[What is expected]
From the first line to the last, repeat the data below exactly.
[[ Provided data open ]]
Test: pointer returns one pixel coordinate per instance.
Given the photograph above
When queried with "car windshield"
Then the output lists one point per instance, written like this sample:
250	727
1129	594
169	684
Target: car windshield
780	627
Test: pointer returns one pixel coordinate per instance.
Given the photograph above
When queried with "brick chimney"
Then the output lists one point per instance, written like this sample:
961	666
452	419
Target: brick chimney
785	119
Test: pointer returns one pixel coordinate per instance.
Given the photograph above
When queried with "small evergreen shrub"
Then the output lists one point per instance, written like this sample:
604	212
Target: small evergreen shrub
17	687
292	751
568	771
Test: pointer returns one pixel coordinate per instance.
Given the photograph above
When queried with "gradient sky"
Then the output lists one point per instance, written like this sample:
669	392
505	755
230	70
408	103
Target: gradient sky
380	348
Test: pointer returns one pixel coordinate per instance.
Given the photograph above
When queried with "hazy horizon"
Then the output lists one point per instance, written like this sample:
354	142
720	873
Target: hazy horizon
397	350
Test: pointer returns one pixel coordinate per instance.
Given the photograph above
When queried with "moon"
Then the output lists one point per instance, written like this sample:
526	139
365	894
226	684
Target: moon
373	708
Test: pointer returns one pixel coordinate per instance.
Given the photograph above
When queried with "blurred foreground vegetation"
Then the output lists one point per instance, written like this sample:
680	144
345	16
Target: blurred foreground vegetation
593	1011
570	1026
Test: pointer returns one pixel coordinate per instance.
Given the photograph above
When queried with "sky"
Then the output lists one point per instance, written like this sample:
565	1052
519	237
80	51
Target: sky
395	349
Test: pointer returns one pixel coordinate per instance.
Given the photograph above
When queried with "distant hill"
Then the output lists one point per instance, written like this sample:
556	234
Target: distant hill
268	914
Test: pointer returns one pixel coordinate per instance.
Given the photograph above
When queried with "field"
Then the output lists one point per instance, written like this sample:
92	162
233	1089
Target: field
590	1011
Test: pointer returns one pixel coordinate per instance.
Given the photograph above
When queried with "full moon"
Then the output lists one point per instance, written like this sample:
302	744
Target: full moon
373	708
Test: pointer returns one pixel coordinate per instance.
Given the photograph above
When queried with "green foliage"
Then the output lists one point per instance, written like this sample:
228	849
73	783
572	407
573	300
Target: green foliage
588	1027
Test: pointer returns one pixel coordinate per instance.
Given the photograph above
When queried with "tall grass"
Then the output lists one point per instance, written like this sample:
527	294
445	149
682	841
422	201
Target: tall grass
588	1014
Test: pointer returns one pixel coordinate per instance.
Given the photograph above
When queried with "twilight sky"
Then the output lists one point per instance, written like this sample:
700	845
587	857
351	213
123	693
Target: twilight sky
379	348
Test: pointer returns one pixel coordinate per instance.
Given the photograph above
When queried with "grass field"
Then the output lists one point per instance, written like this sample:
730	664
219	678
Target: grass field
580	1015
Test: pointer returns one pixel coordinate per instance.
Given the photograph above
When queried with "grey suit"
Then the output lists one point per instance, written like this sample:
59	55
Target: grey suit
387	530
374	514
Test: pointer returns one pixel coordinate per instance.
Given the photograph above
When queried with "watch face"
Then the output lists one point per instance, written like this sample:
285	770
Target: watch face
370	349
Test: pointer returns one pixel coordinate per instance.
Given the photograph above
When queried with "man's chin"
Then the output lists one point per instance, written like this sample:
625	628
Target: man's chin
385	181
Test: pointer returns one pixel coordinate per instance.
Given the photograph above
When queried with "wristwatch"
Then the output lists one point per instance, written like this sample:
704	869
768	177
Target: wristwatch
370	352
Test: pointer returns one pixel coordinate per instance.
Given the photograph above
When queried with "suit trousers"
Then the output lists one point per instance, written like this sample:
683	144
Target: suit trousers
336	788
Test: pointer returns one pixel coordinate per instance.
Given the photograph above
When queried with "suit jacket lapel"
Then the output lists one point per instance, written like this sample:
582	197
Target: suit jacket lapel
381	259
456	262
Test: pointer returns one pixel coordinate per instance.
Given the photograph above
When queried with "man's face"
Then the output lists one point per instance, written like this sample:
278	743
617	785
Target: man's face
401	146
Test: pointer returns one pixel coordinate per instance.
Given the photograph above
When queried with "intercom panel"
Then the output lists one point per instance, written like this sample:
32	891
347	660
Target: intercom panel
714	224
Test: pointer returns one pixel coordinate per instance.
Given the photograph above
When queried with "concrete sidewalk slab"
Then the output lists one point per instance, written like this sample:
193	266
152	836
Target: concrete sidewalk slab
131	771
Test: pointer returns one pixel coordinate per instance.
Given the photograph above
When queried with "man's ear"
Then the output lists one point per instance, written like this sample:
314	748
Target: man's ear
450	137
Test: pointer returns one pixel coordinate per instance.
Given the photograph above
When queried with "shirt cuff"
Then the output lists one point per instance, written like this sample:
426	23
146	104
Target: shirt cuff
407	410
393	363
[[ Provided data closed ]]
[Answer area]
Test: pointer returns one pixel coordinate per instance.
Given the photograph above
When queried with "car windshield"
Then the output lists one point per instance, written like this sample:
250	727
1129	594
169	684
Target: car windshield
780	627
Test: pointer returns one pixel coordinate per instance.
Given the photograph above
When queried with "brick chimney"
Then the output lists one point per instance, written like this sample:
961	666
452	419
Target: brick chimney
785	119
Test: pointer returns one pixel coordinate per instance.
Given the photograph above
When queried with "small evergreen shrub"
Then the output lists one point per instance, written like this sample:
604	212
Target: small evergreen shrub
17	687
292	751
568	771
Test: pointer returns one pixel coordinate per instance.
Given the photograph above
When queried with "gradient sky"
Then the output lists one point per instance, written like this sample:
669	392
505	755
230	70
408	103
Target: gradient sky
380	348
Test: pointer returns one pixel coordinate per instance.
Given the photograph above
When queried with "hazy horizon"
Then the output lists one point per instance, written like this sample:
354	142
720	873
Target: hazy horizon
397	350
Test: pointer returns one pixel coordinate per instance.
Given the photograph above
When queried with "moon"
Then the output lists one point per instance, written like this sample:
526	139
365	894
226	684
Target: moon
373	708
Test: pointer returns one pixel coordinate per instance.
Given the photograph above
When queried with "blurred foreground vegetation"
Then the output lists one point per instance, written like this sample:
680	144
345	16
Target: blurred foreground vegetation
593	1011
570	1026
Test: pointer returns one pixel coordinate per instance.
Given the photograph above
When queried with "sky"
Then the output lists one point per instance, written like this sample:
565	1052
519	237
80	51
Target: sky
395	349
Test: pointer returns one pixel coordinate per instance.
Given the photograph above
When queried with "distant hill"
Then the output lists one point per instance, written like this sample:
556	234
Target: distant hill
268	914
Test: pointer returns one pixel coordinate per instance.
Given the photograph above
When queried with "field"
Then the output lists one point per instance, written like this sample:
92	162
233	1089
Target: field
590	1011
Test: pointer returns one pixel coordinate per instance.
Given the photograph above
When queried with "full moon"
Then the output lists one point per instance, written like this sample:
302	744
Target: full moon
373	708
Test: pointer returns one pixel coordinate per instance.
Given the photograph above
When queried with "green foliage"
Then the output lists one point per instance, written like this sample:
228	849
73	783
572	407
573	300
Target: green foliage
588	1027
Test: pointer returns one pixel coordinate per instance.
Given the photograph above
When queried with "tall grass"
Then the output lists one point per instance, written like this sample:
527	294
445	149
682	841
422	201
Target: tall grass
588	1014
Test: pointer returns one pixel coordinate per instance.
Given the photograph above
When queried with "twilight sky"
Then the output lists one point per instance, written like this sample:
700	845
587	857
351	213
123	693
Target: twilight sky
379	348
Test: pointer returns one pixel coordinate per instance.
Given the photograph above
When queried with "grass field"
Then the output lists one point per instance, written like this sample:
730	664
219	678
Target: grass field
580	1015
Test: pointer returns one pixel coordinate per instance.
Given the photograph above
When queried with "grey suit"
Then the output lists one point per instance, written like this sample:
59	55
Target: grey suit
387	530
374	514
Test: pointer returns one pixel coordinate per instance.
Given the photograph above
When queried with "watch face"
Then the output lists one point per instance, written like this sample:
285	770
Target: watch face
370	349
Test: pointer returns one pixel coordinate per instance.
Given the photograph above
When queried with "man's chin"
Then the output lists one point per instance, written like this sample:
625	628
Target: man's chin
385	181
Test: pointer returns one pixel coordinate per instance.
Given the photograph above
When queried with "wristwatch"
Then the output lists one point per instance, written like this sample:
704	869
768	177
Target: wristwatch
370	352
Test: pointer returns one pixel coordinate per instance.
Given the photograph above
When queried with "suit trousers"
Then the output lists one point per instance, written like this sample:
683	144
Target: suit trousers
336	788
Test: pointer returns one pixel coordinate per instance.
Given the photograph above
When queried with "suit jacket lapel"
Then the output lists one point per instance, written like this sample:
582	197
Target: suit jacket lapel
381	259
456	262
Test: pointer returns one pixel coordinate per instance.
Given the photograph above
When queried with "man's face"
Then the output lists one point per instance, written like this sample:
278	743
617	785
Target: man's face
401	146
Test: pointer returns one pixel coordinate per instance.
Given the photograph above
When queried with "intercom panel"
Then the output lists one point per instance, written like this sample:
32	891
347	660
Target: intercom panel
714	224
Test: pointer returns one pixel coordinate per instance.
Given the photograph above
When queried with "concrete sidewalk slab"
Then the output lists one point per instance, written like this sample:
193	266
152	836
Target: concrete sidewalk slab
131	771
Test: pointer returns one pixel coordinate per instance.
Given the photograph above
When queried with "man's ear"
Then the output lists one point per instance, written like this sample:
314	748
Target: man's ear
450	137
Test: pointer returns one pixel coordinate per instance.
Given the photograph above
When queried with "shirt cuff"
Then the output lists one point per instance, written like this sample:
426	23
146	104
Target: shirt cuff
407	410
393	363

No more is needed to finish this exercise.